Questions to answer:
1 - Answer these questions from the killer whale article:
(a) How much longer than male killer whales can the older females live?
(b) Which three species does the article name as having females that live long beyond their reproductive years?
(c) How many years of data and how many individual killer whales did the researchers draw on?
2 - Extend the killer whale article by writing what comes after its final sentence.

Source extract:
· · · · · · ·

Menopausal female killer whales are knowledgeable leaders who help younger members of their community find food, particularly in years in which prey is scarce, according a new study. The findings suggest that the older females end up living so long — as much as 40 years longer than male killer whales — because the knowledge they possess helps the whole group survive.
"Postreproductive individuals act as repositories of ecological knowledge," the study's authors write.
The study sheds a little more light on why menopause exists in the first place. Menopause (when a female loses her reproductive capabilities before death) is a really weird trait, considering that the point of life is to reproduce. And it's rare. We know of just three species — humans, killer whales and short-finned pilot whales — whose females can live long beyond their reproductive years.
While plenty of species with close-knit social groups seem to benefit from the presence of older females (for instance, older female elephants), those elders are still able to reproduce for their entire lives.
So the study, led by senior author Darren Croft of the University of Exeter and Lauren Brent of the same institution, set out to examine why menopause may have evolved in some whales. The results were published Thursday in the journal Current Biology.
"Our study is the first to demonstrate that the value gained from the wisdom of elders may be one reason female killer whales continue to live long after they have stopped reproducing," Brent said in a statement about their findings.Researchers looked at 35 years' worth of data from the Center for Whale Research and observed 102 individual killer whales in the wild.

· · · · · · ·

Input data:
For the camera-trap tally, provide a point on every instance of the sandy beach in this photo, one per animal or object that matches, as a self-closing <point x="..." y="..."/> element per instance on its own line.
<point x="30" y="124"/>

· · · · · · ·

Answer section:
1 -
(a) As much as 40 years longer.
(b) Humans, killer whales and short-finned pilot whales.
(c) 35 years of data and 102 individual killer whales.

2 -
Here's what they found. First, menopausal killer whales are more likely to be leaders of movement for all the whales in their group. In the observed groups of whales, this often includes offspring: both male and female killer whales tend to hang around their mothers into adulthood.
Second, postreproductive female whales are even more likely to be leaders when food sources are low. And third, males are more likely to follow their mothers than daughters are, implying that male killer whales can rely pretty heavily on the knowledge of their elder females for survival.
Specifically, the study looked at which whales were in charge during times of abundance for the group's main food source, salmon, and who was in charge when that food source was low. "While leadership in reproductively aged adult females was constant," the study writes, "postreproductively aged females were more likely to lead group movement in years when salmon abundance was low."
Croft has done work before on the role of older females in killer whale communities. But the newest findings suggest more about how menopause may have developed as a trait in these close-knit groups of whales — and in turn, humans. "The value gained from the wisdom of elders can help explain why female resident killer whales and humans continue to live long after they have stopped reproducing," the study suggests.
In humans, this idea is called the "grandmother hypothesis," and it refers to the notion that grandmothers act as supplementary providers for their grandchildren, increasing the odds of survival for the whole community. It follows that if women who live past reproductive years have more successful grandchildren,
"In humans, it has been suggested that menopause is simply an artifact of modern medicine and improved living conditions,"Croft said in a statement, "However, mounting evidence suggests that menopause in humans is adaptive. In hunter-gatherers, one way that menopausal women help their relatives, and thus increase the transmission of their own genes, is by sharing food. Menopausal women may have also shared another key commodity: information."